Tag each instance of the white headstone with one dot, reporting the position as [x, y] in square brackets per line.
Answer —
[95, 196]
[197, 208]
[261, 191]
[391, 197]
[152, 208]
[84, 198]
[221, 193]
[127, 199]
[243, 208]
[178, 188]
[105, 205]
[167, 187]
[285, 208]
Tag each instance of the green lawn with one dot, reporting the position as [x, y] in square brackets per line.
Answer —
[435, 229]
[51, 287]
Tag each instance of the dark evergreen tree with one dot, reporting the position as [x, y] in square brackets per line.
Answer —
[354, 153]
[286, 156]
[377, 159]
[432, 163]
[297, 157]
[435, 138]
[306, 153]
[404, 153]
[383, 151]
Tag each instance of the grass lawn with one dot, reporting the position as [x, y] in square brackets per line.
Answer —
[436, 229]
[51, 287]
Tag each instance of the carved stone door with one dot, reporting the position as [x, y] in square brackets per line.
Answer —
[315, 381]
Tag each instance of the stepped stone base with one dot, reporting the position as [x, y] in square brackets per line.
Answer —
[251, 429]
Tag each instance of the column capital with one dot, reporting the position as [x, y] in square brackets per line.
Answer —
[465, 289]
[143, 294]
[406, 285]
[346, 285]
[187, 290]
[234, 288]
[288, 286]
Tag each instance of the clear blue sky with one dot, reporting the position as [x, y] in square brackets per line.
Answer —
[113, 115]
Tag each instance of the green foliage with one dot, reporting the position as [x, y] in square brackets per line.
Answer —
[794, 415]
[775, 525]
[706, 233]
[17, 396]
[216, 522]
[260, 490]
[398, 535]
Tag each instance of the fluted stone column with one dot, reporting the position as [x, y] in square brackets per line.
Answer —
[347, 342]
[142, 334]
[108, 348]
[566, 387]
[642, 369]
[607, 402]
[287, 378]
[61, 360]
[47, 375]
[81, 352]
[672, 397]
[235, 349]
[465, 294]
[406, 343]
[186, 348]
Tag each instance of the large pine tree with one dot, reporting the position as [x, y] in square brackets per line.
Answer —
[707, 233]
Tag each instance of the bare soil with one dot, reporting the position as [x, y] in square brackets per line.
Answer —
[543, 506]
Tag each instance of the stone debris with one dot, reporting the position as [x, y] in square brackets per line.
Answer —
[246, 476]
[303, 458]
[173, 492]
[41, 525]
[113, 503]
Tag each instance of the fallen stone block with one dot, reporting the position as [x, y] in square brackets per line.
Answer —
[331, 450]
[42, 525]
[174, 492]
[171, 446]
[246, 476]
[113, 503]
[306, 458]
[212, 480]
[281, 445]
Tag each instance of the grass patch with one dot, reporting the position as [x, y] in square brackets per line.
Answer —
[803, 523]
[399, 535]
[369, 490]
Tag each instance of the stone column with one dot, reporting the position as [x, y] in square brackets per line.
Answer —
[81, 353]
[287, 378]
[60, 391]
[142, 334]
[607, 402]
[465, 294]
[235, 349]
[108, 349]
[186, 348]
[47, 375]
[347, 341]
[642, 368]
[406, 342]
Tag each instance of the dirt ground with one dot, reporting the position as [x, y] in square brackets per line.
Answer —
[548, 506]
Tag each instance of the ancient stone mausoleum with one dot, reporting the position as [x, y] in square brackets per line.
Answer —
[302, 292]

========================

**What to produce:** Reproduce everything from the line containing "Tag each instance of the ancient" down to the end of the material, unchanged.

**Task answer:**
Tag each instance of the ancient stone mausoleum with one dot, reporting the position as [x, y] in square brackets per line.
Answer —
[302, 292]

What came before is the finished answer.